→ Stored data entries
□ □ □ □

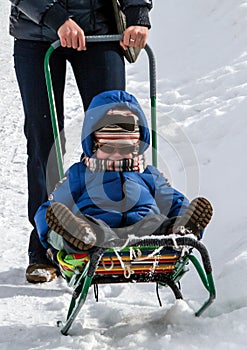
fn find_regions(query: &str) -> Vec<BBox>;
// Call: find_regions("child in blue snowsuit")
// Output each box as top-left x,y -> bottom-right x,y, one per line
35,90 -> 212,253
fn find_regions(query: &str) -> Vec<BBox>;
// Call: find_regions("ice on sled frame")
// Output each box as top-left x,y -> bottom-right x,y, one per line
44,35 -> 216,335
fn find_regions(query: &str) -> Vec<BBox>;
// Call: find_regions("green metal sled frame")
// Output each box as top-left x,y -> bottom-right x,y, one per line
44,35 -> 216,335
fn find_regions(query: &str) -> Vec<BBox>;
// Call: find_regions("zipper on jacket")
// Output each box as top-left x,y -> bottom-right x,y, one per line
119,171 -> 127,227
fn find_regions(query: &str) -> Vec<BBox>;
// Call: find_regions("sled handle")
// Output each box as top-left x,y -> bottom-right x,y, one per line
44,34 -> 157,179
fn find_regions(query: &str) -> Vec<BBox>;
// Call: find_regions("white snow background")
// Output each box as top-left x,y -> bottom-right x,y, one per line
0,0 -> 247,350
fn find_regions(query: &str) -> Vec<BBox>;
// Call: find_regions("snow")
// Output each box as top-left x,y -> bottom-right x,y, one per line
0,0 -> 247,350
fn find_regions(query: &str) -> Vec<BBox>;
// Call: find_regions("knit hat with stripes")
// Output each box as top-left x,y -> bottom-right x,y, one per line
94,107 -> 140,145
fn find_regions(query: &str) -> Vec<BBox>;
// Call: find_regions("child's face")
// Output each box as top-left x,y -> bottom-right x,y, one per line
95,109 -> 139,160
95,143 -> 137,160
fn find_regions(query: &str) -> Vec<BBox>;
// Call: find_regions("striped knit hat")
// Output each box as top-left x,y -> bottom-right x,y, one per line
94,107 -> 140,145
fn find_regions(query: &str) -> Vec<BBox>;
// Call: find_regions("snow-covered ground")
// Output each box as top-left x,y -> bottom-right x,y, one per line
0,0 -> 247,350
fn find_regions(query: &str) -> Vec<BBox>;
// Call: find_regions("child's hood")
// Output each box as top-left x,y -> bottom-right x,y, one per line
82,90 -> 150,157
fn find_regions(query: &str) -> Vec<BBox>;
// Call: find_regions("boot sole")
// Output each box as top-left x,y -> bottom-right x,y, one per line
175,197 -> 213,236
26,263 -> 57,283
46,203 -> 96,250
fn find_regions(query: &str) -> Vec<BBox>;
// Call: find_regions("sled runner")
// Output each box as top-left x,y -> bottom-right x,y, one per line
45,35 -> 216,335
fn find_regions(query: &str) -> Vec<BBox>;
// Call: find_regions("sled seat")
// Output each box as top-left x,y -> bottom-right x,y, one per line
57,246 -> 182,282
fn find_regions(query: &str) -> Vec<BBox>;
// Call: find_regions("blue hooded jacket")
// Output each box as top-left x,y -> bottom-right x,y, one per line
35,90 -> 188,248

□ □ □ □

→ Stated task
Report each line above that contains the string "frame". Copy every such line in full.

→ Solution for this exercise
// Call: find_regions("ice on sled frame")
// Call: find_regions("green metal sled frame")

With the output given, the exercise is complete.